Activity »
In the data below, find each line carrying the string "roof" and copy it out.

[Natural-language object grounding data]
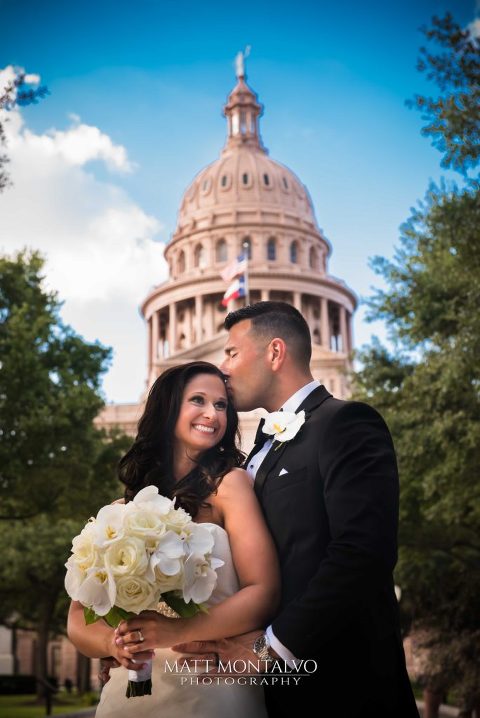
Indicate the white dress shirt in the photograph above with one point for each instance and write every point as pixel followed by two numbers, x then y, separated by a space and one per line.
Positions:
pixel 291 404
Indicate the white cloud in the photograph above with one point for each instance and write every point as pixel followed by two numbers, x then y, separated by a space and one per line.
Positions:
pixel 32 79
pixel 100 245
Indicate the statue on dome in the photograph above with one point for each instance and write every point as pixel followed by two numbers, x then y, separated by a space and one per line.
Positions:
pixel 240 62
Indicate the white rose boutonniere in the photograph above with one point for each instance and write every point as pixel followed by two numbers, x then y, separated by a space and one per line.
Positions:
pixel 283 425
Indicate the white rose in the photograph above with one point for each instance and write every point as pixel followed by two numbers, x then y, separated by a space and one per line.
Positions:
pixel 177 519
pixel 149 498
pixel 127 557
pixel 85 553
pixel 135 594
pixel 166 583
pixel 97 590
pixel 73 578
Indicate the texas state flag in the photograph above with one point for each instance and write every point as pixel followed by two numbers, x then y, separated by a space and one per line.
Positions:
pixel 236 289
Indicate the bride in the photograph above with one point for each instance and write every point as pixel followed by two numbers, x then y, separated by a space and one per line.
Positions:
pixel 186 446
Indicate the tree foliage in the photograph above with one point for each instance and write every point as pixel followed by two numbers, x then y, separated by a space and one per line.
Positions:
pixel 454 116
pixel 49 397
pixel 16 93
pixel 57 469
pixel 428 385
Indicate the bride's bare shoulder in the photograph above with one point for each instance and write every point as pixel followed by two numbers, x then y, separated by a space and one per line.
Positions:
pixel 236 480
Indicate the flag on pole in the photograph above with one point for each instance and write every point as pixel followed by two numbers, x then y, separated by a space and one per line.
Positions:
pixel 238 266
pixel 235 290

---

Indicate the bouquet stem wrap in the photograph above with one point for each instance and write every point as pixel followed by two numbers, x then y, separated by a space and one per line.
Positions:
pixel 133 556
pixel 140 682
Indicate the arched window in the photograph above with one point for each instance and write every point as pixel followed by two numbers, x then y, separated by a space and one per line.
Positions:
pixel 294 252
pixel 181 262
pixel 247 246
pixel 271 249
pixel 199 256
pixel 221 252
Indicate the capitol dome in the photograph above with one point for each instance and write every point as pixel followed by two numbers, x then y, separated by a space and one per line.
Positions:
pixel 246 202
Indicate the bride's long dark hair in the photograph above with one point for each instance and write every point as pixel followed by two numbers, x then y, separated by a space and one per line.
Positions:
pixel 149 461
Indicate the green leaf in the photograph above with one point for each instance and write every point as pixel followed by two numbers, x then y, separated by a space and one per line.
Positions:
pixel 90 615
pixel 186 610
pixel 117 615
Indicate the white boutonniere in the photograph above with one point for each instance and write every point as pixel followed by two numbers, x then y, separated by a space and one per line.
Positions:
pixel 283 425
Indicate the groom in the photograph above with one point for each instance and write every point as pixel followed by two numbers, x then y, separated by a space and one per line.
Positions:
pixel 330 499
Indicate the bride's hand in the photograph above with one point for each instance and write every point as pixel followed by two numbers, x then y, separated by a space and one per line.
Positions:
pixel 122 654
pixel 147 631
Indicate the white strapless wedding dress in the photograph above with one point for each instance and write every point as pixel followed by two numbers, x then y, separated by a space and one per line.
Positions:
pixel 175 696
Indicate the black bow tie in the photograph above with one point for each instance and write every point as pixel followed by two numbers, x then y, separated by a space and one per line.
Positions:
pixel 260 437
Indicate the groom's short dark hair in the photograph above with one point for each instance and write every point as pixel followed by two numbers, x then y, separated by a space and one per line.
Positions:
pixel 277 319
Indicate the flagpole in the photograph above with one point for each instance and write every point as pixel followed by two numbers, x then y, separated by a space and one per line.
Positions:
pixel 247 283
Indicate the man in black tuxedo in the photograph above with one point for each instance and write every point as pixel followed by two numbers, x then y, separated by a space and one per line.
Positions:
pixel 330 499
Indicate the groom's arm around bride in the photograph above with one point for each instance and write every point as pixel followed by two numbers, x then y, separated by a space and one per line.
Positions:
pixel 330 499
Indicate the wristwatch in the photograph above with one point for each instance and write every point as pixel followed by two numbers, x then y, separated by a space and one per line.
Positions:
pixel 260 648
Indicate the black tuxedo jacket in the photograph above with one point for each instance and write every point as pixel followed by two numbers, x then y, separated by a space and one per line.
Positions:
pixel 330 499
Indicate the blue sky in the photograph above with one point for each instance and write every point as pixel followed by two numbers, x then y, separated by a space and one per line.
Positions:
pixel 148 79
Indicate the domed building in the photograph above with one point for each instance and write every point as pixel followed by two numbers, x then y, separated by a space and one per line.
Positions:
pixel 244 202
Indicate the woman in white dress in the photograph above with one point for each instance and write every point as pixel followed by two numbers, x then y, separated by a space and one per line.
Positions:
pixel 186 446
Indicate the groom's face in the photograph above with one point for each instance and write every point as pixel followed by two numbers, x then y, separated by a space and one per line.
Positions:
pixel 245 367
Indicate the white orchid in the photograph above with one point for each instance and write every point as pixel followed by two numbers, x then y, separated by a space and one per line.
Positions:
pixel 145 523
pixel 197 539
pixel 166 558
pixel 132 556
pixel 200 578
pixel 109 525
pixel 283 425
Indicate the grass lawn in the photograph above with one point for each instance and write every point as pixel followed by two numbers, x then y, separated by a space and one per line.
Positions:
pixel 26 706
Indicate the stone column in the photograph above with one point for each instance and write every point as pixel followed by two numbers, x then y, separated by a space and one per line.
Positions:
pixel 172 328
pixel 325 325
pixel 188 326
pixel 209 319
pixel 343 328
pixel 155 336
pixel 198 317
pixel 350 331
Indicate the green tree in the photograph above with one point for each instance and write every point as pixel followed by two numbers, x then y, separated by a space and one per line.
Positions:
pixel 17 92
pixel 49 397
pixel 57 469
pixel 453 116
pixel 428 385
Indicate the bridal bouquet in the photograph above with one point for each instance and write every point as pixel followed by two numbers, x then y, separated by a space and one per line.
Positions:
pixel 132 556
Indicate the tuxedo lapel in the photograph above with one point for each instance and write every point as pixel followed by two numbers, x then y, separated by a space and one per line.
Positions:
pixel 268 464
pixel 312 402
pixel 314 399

==

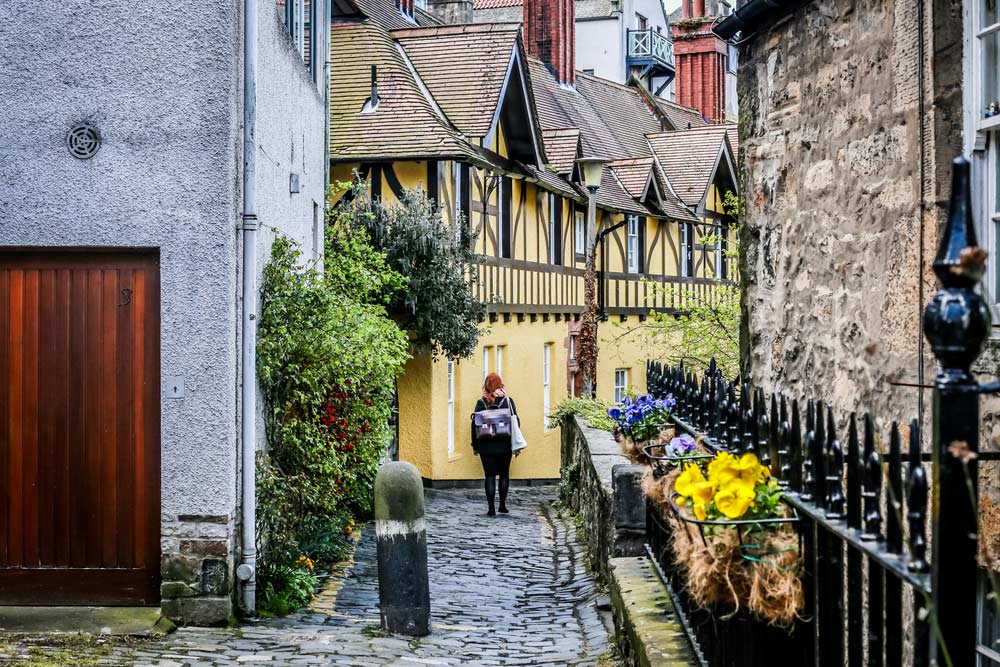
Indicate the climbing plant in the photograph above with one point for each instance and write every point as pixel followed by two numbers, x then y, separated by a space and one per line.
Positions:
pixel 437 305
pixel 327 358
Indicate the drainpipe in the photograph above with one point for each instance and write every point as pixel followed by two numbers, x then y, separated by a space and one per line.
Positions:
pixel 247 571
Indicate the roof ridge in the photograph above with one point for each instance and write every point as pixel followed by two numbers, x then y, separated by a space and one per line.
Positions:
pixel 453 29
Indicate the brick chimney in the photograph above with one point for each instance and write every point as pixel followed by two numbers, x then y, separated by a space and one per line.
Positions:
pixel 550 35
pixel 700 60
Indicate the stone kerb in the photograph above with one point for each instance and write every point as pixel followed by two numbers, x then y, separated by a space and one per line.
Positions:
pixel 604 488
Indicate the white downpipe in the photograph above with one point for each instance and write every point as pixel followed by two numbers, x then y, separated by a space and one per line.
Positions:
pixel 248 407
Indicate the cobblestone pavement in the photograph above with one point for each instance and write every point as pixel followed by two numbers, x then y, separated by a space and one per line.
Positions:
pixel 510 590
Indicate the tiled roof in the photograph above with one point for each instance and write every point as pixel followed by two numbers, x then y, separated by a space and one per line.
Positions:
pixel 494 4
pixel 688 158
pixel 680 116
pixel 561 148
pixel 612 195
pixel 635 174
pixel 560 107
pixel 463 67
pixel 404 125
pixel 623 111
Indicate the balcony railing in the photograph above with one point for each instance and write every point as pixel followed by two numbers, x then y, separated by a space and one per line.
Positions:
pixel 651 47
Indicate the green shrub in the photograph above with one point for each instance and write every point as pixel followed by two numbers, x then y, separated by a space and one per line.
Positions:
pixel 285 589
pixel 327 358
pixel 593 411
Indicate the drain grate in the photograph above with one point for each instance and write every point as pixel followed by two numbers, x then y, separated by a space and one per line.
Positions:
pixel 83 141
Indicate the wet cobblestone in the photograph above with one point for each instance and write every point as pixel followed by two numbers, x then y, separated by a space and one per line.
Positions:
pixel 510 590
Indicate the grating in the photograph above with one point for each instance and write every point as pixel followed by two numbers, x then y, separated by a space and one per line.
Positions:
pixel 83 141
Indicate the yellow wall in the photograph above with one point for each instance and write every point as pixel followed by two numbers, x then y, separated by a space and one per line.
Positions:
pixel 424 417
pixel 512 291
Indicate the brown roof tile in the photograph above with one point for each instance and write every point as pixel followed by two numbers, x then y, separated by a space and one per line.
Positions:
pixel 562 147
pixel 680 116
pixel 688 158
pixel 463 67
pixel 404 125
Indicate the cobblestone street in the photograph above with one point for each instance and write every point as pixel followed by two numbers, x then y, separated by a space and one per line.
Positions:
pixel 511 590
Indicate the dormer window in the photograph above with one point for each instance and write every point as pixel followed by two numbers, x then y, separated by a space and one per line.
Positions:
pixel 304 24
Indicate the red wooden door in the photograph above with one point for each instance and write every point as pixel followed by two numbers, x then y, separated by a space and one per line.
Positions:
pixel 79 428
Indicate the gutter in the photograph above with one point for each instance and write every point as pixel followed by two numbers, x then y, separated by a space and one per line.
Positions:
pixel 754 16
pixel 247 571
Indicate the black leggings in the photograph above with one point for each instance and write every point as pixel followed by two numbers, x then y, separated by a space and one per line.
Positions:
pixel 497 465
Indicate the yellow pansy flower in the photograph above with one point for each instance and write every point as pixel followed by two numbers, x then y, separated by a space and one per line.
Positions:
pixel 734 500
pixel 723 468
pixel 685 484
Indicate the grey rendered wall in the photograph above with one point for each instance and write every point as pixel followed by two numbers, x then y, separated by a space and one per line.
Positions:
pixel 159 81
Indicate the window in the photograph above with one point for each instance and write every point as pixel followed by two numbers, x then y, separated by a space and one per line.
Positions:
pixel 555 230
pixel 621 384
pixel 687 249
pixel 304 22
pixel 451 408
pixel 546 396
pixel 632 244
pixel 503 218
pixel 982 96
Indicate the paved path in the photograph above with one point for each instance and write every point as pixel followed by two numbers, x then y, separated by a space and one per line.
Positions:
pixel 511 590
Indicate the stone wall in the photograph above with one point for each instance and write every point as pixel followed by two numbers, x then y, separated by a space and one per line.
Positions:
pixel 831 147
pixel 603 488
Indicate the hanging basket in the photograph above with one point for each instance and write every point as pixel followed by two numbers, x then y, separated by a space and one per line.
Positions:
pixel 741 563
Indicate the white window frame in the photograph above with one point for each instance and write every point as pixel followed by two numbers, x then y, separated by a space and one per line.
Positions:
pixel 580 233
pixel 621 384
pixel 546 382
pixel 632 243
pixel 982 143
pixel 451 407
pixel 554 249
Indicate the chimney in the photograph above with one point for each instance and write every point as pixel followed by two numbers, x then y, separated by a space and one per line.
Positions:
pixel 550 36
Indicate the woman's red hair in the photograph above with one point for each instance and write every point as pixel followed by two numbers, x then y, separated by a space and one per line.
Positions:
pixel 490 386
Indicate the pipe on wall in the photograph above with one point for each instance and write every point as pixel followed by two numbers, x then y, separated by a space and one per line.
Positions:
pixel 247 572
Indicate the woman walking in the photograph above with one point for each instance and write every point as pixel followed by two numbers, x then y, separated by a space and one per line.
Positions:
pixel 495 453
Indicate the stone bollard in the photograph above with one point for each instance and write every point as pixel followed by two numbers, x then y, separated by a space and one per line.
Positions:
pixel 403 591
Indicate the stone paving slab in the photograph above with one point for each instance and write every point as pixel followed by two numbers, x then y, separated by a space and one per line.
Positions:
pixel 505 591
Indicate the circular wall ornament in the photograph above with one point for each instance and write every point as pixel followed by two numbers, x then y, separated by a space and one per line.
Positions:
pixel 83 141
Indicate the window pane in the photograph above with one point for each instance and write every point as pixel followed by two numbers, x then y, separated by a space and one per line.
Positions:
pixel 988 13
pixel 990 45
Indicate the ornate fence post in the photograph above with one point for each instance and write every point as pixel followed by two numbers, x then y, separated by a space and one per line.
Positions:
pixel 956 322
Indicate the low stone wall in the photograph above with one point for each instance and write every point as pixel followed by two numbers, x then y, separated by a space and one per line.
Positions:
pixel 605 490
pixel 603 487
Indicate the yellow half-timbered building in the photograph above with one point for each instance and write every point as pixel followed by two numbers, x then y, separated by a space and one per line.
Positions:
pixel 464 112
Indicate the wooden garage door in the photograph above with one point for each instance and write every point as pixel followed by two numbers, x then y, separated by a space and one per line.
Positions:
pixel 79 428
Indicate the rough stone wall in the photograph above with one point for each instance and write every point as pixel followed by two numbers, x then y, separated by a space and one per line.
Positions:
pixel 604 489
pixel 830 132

Task output »
Indicate the roof ridge in the photograph above with one point for each instance and write every point as pixel followed by two numbers, x then y, separated by a space and one per line.
Indicate the tiled roof in the photograph above with one point for each instance and write every point as pixel followed by two numbers, x then y, separated by a space and one per line.
Indicate the brown roof tile in the photograph above with one point for each instance and write every point as pixel followed by two numbers, x then y, separated by a space and one per line.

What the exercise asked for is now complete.